What the exercise asks
Rewrite every row below, substituting "integer pixels" for each occurrence of "whole pixels" and keeping everything else the same. Leave the pictures out.
____ Supplied material
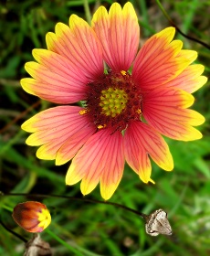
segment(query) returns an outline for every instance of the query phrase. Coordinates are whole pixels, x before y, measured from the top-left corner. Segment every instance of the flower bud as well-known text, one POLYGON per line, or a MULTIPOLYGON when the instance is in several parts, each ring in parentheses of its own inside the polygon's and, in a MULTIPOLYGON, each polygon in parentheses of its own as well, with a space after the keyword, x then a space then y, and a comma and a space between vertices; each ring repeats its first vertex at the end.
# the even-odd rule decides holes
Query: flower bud
POLYGON ((42 232, 51 222, 46 205, 36 201, 17 204, 13 210, 14 220, 25 230, 42 232))

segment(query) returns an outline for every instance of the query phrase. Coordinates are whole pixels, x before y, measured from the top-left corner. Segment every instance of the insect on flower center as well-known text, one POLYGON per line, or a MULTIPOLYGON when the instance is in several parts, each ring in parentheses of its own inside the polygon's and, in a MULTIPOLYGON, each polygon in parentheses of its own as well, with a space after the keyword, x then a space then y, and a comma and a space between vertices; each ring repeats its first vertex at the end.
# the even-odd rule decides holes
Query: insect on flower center
POLYGON ((79 113, 88 114, 98 129, 122 131, 131 121, 141 119, 142 98, 129 73, 110 71, 88 84, 85 108, 79 113))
________
Exercise solution
segment(query) returns an outline for every instance of the query phrase. Coordinates are integer pixels, x before y, measured from the top-left corner. Segment every instance of the flower bud as well-known text, one POLYGON per line, or a MULTIPOLYGON when the instance is in several parts, each ring in parentheses of its own inside the polygon's and, in a MULTIPOLYGON, each polygon in parentheses of its own as well, with a space after the keyword, x then a space then y, and a comma and a space between vertices; each ring repeats its first vertex at the end.
# the even-odd rule decides holes
Query: flower bud
POLYGON ((42 232, 51 222, 46 205, 36 201, 17 204, 13 210, 14 220, 25 230, 42 232))

segment(query) returns an outline for every instance of the query phrase. Coordinates are integer pixels, x before y, measured from the top-left corner. Segment every instance of the insect on flower center as well-known text, one POLYGON per line, or a MULTIPOLYGON when the instance is in several parts, each ring in parentheses of its own inside the polygon's and, in a MULTIPOLYGON, each polygon in parentheses of its own as well, with a space after the keyword, x then a space then y, and a comma and a space between vertices; each ring repeats its first vertex at the end.
# the even-odd rule decides holes
Query: insect on flower center
POLYGON ((79 113, 88 114, 98 129, 122 131, 131 121, 141 119, 142 98, 129 73, 110 71, 88 84, 85 108, 79 113))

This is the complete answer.